■ TEXT SECTION ■
_____

With that said... Im not loving the menus and controls on this thing. I might be spoiled or something, because i had an alpine IDA x305 with a real LCD screen and legit ipod controls for a long time, but so far getting into the menus to do adjustments on the fly is just... Clunky. The screen is OK, but nothing exiting. 

And the Ipod control is the worst of all. Why cant you use the knob to scroll through artists/playlists/etc? the controls just work totally differently for Ipod than in the rest of the menus. I guess its because it plugs into the changer port? I don't know, but i'm not lovin it. Searching my 30G ipod for a specific artist? Forgedaboutit.

The EQ doesnt give you a ton of adjustment, but probably enough, and i haven't even had a chance to get in there and do time alignment yet.

So, long story short, its a 5-6 year old unit, and you can tell. It works fine, and once you get it set up an learn to use it, it will probably be OK. And its a 110$ stereo. Not bad.

_____

■ TO-DO LIST ■
1) Reproduce the car stereo review in full, word for word.
2) Report only the number of lines in the records that contain the string "tail".

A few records
_____

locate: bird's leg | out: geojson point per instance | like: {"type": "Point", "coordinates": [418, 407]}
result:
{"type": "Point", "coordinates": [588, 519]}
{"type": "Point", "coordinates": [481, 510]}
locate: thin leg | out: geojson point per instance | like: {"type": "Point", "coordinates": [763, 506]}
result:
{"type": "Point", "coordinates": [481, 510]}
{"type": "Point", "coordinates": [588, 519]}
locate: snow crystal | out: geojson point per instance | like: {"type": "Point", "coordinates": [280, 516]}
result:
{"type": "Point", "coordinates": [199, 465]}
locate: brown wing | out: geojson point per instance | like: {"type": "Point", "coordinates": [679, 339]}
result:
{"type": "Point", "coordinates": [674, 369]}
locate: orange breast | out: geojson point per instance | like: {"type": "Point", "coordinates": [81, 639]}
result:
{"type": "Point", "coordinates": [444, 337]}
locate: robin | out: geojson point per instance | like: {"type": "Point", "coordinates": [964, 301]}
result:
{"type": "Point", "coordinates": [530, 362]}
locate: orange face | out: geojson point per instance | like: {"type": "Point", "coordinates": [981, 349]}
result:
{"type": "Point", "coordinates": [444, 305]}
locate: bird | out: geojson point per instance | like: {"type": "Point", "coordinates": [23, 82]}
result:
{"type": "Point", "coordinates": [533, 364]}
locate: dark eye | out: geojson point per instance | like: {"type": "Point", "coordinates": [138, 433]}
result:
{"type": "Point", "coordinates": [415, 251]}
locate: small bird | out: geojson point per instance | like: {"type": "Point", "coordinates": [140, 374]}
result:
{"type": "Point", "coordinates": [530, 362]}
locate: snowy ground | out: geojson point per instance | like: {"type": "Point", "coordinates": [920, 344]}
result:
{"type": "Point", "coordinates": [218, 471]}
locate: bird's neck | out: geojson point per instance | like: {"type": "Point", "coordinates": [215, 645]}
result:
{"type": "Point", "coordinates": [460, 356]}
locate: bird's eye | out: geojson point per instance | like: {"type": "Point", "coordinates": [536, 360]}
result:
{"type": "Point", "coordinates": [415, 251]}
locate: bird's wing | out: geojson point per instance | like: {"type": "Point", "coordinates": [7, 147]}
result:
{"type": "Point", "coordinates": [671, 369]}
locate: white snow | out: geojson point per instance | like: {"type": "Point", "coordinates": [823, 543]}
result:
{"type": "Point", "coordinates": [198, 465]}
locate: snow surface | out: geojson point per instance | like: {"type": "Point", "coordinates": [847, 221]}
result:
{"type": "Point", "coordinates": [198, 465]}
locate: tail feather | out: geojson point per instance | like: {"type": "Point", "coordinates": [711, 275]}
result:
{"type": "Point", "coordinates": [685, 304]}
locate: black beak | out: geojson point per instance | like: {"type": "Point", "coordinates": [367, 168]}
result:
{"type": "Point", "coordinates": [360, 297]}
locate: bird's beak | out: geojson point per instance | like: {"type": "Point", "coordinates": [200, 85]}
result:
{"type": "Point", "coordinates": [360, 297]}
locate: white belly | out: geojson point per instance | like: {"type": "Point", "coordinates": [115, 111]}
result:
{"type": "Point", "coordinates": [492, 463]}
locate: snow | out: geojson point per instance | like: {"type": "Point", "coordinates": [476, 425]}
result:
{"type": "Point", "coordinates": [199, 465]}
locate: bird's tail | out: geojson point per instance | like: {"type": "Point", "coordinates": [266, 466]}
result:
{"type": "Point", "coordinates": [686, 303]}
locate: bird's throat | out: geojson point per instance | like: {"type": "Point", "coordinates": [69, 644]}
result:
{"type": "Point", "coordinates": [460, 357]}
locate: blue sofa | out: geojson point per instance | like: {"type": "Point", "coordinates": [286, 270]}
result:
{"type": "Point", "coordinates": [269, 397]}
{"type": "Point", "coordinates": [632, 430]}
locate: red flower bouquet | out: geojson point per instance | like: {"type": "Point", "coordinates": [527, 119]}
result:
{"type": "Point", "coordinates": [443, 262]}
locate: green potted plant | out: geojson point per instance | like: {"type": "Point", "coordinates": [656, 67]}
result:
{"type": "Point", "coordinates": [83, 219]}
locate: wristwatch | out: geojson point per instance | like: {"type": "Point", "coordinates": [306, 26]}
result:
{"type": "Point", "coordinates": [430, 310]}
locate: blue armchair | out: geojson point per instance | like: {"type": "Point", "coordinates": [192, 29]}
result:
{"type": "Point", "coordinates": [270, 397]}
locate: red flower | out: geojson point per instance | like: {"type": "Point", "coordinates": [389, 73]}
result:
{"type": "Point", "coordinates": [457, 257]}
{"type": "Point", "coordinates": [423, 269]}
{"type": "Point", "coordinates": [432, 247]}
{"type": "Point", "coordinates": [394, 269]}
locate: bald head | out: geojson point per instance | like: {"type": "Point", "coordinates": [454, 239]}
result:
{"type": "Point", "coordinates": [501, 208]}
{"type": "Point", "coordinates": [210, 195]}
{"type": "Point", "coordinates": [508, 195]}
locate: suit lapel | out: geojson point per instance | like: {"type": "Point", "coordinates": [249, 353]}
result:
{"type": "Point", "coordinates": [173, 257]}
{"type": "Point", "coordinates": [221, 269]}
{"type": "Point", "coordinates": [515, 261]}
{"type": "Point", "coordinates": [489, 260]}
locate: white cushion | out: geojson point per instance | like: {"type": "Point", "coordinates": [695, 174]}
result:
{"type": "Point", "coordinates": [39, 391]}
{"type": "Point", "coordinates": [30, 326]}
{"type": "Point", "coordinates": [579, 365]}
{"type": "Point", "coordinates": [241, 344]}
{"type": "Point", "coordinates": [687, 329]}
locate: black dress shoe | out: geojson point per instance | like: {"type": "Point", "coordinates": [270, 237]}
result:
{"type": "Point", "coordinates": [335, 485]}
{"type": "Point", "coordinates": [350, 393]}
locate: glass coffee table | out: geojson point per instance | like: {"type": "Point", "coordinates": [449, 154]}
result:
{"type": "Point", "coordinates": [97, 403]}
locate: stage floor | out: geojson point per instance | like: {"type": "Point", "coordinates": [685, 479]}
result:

_____

■ RESPONSES TO THE EXERCISE ■
1)
With that said... Im not loving the menus and controls on this thing. I might be spoiled or something, because i had an alpine IDA x305 with a real LCD screen and legit ipod controls for a long time, but so far getting into the menus to do adjustments on the fly is just... Clunky. The screen is OK, but nothing exiting. 

And the Ipod control is the worst of all. Why cant you use the knob to scroll through artists/playlists/etc? the controls just work totally differently for Ipod than in the rest of the menus. I guess its because it plugs into the changer port? I don't know, but i'm not lovin it. Searching my 30G ipod for a specific artist? Forgedaboutit.

The EQ doesnt give you a ton of adjustment, but probably enough, and i haven't even had a chance to get in there and do time alignment yet.

So, long story short, its a 5-6 year old unit, and you can tell. It works fine, and once you get it set up an learn to use it, it will probably be OK. And its a 110$ stereo. Not bad.

2) 2